Provided material >>
— START —

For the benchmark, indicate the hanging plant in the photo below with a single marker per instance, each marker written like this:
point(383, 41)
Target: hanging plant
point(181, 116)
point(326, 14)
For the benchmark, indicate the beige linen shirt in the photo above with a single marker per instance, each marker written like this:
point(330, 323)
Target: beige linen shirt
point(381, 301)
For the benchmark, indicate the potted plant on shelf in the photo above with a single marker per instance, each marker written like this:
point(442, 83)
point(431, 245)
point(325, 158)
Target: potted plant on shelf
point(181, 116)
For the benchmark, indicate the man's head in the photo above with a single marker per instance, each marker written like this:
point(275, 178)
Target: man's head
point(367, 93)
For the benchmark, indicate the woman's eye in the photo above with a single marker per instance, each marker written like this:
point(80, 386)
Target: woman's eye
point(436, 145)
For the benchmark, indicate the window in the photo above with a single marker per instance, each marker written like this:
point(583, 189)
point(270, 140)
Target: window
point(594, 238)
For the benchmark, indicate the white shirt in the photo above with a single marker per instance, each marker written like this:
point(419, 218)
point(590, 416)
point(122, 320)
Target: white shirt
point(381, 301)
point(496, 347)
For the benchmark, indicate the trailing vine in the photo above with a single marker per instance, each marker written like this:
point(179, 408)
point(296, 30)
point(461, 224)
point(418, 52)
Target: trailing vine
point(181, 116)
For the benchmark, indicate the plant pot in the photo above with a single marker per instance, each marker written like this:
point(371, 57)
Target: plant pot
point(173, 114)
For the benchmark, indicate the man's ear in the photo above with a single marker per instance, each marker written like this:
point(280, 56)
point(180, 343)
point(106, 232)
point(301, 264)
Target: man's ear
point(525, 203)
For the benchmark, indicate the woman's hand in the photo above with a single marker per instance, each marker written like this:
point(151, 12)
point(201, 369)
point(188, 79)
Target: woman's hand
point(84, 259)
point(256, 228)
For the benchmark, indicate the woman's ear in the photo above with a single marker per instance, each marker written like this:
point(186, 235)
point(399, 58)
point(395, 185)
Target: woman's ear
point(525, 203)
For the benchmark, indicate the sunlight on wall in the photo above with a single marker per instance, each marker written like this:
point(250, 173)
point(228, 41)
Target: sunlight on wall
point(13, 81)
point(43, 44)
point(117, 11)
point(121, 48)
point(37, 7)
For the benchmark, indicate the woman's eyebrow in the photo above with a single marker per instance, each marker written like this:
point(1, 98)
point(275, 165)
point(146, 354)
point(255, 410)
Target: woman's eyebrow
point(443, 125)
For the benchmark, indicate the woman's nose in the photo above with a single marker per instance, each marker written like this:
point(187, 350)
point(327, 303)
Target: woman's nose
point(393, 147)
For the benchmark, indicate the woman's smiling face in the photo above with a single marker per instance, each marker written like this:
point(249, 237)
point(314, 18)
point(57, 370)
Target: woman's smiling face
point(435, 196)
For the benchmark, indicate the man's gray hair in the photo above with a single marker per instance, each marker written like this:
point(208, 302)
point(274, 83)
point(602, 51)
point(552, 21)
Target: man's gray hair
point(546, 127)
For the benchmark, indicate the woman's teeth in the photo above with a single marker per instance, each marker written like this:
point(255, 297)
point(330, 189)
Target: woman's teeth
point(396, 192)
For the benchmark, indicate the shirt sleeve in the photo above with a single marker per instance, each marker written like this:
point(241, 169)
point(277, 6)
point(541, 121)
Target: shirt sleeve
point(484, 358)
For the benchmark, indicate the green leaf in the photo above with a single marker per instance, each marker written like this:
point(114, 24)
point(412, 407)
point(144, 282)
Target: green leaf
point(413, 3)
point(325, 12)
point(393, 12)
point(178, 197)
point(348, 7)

— END —

Problem details >> Could you write out all of these rows again, switching every "benchmark" to "evaluation" and changing nothing else?

Result of the task >>
For the evaluation, indicate the hanging plant in the photo below with a single marker per instance, each marker written like this:
point(383, 41)
Target: hanging plant
point(181, 116)
point(326, 14)
For the evaluation, indicate the beige linen shirt in the photo above with a single marker per instance, each marker written like this:
point(330, 323)
Target: beige linen shirt
point(381, 301)
For the evaluation, indicate the potted plant on shelf in the photo above with a single marker per instance, each marker written like this:
point(442, 83)
point(431, 245)
point(325, 158)
Target: potted plant on shelf
point(181, 116)
For the evaluation, indicate the man's head in the photo above with a single marker per instance, each marker written like this:
point(275, 178)
Target: man's head
point(367, 93)
For the evaluation, indicate the woman's eye in the photo above with a single marker per instance, each marker written like this:
point(80, 386)
Target: woman's eye
point(436, 145)
For the evaluation, indicate the window in the photo above with a single marker per instance, each marker written like this:
point(583, 189)
point(270, 140)
Target: window
point(594, 238)
For the evaluation, indicate the white shirt in the photo above with a single marker per instance, each marker written like this:
point(419, 218)
point(590, 416)
point(122, 320)
Target: white shirt
point(381, 301)
point(496, 347)
For the evaluation, indicate the trailing vine in the photo above with a single marker per instance, each marker written like this:
point(179, 408)
point(296, 30)
point(461, 224)
point(418, 52)
Target: trailing vine
point(181, 116)
For the evaluation, indicate the plant pot in the photo above with a single marker per instance, each marker written like this:
point(371, 57)
Target: plant pot
point(173, 114)
For the evaluation, indicate the man's ear in the photo above with a single marker per instance, each marker written like this:
point(280, 56)
point(180, 343)
point(106, 232)
point(301, 264)
Target: man's ear
point(525, 203)
For the evaluation, indicate the woman's hand in the photo above with a single marker per instance, each marker written like this:
point(151, 12)
point(201, 369)
point(188, 79)
Target: woman's hand
point(84, 259)
point(256, 228)
For the evaluation, indicate the woman's ear in the photo above with a single marker per instance, each marker written like this:
point(186, 235)
point(399, 58)
point(395, 185)
Target: woman's ear
point(525, 203)
For the evaluation, indicate the sunlight on wall in the photo above with a single marker per instance, each marker written like this:
point(250, 173)
point(228, 41)
Target: sunlight on wall
point(13, 81)
point(43, 44)
point(117, 11)
point(121, 48)
point(37, 7)
For the evaluation, indicate the woman's eyebrow in the photo above with a single marker per instance, each marker written like this:
point(1, 98)
point(275, 165)
point(146, 354)
point(255, 410)
Target: woman's eyebrow
point(443, 125)
For the evaluation, indicate the woman's nose in the photo above with a single marker per instance, each marker written like this:
point(187, 350)
point(327, 303)
Target: woman's nose
point(393, 147)
For the evaluation, indicate the woman's smiling face in the photo above with a single marker per instance, each marker written like this:
point(249, 237)
point(314, 18)
point(57, 370)
Target: woman's smiling face
point(435, 196)
For the evaluation, indicate the man's gray hair in the photo above with a single marker per instance, each marker written like this:
point(208, 302)
point(274, 83)
point(602, 51)
point(552, 21)
Target: man's gray hair
point(546, 127)
For the evaluation, indicate the woman's teeth in the photo above with a single marker per instance, each marker written like this:
point(255, 297)
point(330, 189)
Target: woman's teeth
point(396, 192)
For the evaluation, indicate the shirt sleeve in the photo above with a single marker per instance, each marker written like this:
point(241, 169)
point(277, 6)
point(541, 121)
Target: shirt sleeve
point(484, 358)
For the evaluation, indicate the green leaf in the photo above with a single marker per instance, each marker written like this:
point(114, 24)
point(412, 407)
point(144, 282)
Target: green leaf
point(413, 3)
point(325, 12)
point(393, 12)
point(178, 197)
point(348, 7)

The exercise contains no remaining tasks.